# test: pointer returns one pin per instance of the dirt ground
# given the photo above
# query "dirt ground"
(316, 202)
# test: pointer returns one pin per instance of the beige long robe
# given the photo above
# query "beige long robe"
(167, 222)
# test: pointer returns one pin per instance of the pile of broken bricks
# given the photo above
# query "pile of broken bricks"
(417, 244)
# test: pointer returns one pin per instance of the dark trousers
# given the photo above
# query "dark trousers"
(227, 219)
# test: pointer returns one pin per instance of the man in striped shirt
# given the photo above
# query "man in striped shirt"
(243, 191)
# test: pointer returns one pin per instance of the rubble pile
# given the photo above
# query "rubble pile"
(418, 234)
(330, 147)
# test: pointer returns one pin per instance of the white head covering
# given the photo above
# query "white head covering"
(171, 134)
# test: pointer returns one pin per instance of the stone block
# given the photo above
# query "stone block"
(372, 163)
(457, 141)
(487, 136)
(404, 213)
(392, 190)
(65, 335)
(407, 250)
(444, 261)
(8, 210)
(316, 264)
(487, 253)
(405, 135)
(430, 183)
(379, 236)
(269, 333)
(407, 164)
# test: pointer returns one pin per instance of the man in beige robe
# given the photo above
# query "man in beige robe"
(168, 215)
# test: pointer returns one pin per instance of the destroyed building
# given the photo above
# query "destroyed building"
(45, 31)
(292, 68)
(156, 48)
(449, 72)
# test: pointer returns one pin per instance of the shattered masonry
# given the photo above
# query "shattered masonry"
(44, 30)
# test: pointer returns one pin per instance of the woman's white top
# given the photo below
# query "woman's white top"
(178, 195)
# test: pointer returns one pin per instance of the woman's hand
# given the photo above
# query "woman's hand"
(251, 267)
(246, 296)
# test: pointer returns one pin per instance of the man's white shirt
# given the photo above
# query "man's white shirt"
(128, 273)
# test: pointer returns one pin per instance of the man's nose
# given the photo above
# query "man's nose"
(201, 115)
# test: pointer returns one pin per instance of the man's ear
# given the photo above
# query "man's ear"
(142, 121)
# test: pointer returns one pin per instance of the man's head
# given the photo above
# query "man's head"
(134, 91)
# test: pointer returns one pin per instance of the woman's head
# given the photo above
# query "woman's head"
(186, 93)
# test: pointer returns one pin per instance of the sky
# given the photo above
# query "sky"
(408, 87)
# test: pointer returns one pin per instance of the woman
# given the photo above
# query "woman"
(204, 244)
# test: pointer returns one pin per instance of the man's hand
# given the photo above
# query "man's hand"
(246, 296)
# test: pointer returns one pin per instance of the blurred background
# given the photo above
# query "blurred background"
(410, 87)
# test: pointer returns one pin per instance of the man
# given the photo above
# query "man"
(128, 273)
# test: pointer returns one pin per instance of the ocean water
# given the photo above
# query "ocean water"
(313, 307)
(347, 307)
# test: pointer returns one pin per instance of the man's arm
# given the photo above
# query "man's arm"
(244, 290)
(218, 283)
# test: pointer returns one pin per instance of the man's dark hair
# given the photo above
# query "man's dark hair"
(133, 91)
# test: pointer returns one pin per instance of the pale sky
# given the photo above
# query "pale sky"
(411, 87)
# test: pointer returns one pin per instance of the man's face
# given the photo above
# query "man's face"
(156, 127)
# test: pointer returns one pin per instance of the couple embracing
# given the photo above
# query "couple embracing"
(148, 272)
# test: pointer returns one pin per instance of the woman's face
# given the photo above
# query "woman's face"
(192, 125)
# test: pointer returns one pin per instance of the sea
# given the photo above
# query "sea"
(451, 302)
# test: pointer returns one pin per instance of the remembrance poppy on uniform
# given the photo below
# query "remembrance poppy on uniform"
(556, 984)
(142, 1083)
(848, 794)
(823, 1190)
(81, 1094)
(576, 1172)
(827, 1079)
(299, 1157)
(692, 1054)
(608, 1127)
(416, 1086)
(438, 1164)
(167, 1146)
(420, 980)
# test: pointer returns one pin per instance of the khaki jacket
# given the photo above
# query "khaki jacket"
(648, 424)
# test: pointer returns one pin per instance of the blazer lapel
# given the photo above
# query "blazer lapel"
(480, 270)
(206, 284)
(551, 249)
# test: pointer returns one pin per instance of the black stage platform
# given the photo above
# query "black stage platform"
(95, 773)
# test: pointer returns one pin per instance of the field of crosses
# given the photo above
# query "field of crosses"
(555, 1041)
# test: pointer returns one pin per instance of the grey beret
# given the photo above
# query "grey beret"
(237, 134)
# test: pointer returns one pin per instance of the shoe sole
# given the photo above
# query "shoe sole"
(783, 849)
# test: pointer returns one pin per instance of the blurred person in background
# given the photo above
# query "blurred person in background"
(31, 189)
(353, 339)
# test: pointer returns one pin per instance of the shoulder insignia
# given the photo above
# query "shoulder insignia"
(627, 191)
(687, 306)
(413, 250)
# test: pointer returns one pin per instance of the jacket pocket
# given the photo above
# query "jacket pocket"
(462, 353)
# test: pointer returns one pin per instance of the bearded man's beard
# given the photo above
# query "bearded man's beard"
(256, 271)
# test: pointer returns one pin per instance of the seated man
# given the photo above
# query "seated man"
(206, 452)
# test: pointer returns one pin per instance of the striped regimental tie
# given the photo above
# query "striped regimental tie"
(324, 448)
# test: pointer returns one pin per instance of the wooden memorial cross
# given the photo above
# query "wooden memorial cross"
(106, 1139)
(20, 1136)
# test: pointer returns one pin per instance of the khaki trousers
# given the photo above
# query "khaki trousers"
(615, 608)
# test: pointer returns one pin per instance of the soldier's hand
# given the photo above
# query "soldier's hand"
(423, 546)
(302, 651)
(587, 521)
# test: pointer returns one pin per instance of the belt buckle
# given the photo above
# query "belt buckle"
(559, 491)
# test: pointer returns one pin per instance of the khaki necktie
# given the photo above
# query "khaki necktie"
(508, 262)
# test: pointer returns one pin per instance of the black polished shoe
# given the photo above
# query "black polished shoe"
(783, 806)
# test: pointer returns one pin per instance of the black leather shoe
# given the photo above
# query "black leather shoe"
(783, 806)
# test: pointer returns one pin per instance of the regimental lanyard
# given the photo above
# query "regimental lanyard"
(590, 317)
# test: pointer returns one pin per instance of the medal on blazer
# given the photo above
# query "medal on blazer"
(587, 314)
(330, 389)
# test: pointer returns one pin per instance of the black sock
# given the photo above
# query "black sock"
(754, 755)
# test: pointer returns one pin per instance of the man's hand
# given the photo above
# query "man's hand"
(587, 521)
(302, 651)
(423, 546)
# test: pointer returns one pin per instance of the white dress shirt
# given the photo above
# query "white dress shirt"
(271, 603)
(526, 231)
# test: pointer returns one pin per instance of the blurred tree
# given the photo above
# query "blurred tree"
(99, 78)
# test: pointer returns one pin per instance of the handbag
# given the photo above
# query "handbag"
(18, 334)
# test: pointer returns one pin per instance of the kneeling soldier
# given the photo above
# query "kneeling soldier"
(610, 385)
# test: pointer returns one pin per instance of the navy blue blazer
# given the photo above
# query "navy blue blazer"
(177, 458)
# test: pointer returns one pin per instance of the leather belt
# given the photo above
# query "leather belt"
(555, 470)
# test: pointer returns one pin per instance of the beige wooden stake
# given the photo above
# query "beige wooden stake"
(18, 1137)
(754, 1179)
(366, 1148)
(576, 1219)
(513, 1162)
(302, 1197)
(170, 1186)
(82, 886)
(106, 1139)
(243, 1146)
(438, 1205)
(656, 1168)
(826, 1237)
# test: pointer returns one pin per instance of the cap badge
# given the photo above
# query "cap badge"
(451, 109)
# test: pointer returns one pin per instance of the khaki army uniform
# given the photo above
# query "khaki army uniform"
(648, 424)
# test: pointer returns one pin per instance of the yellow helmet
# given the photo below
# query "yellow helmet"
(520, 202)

GIVEN TASK - Reproduce the rows above word for word, from the line with "the blurred tree" up to and including the last line of the rows.

TASK ANSWER -
# test: pointer returns one pin per instance of the blurred tree
# given the photo above
# query "blurred tree"
(99, 78)
# test: pointer returns one pin per instance of the handbag
# given the photo above
# query "handbag"
(18, 334)
# test: pointer returns one pin per instance of the kneeling soldier
# given the photo above
# query "kneeling soldier"
(610, 385)
# test: pointer returns one pin per instance of the navy blue blazer
# given the photo above
# query "navy blue blazer"
(177, 458)
# test: pointer returns one pin per instance of the leather belt
# given the photo above
# query "leather belt"
(555, 470)
# test: pointer returns one pin per instance of the beige wooden stake
# given the photo above
# query "beige wooden stake"
(18, 1137)
(754, 1179)
(366, 1148)
(576, 1219)
(513, 1162)
(302, 1197)
(170, 1186)
(82, 886)
(106, 1139)
(243, 1146)
(438, 1205)
(656, 1168)
(826, 1237)
# test: pointer returns one pin per instance of the cap badge
# given the photo above
# query "cap badge"
(451, 109)
# test: pointer returns one pin per instance of the khaki army uniform
# given the photo above
# query "khaki army uniform"
(648, 424)
# test: pointer returns one pin per instance of the yellow helmet
# given the photo below
# query "yellow helmet"
(520, 202)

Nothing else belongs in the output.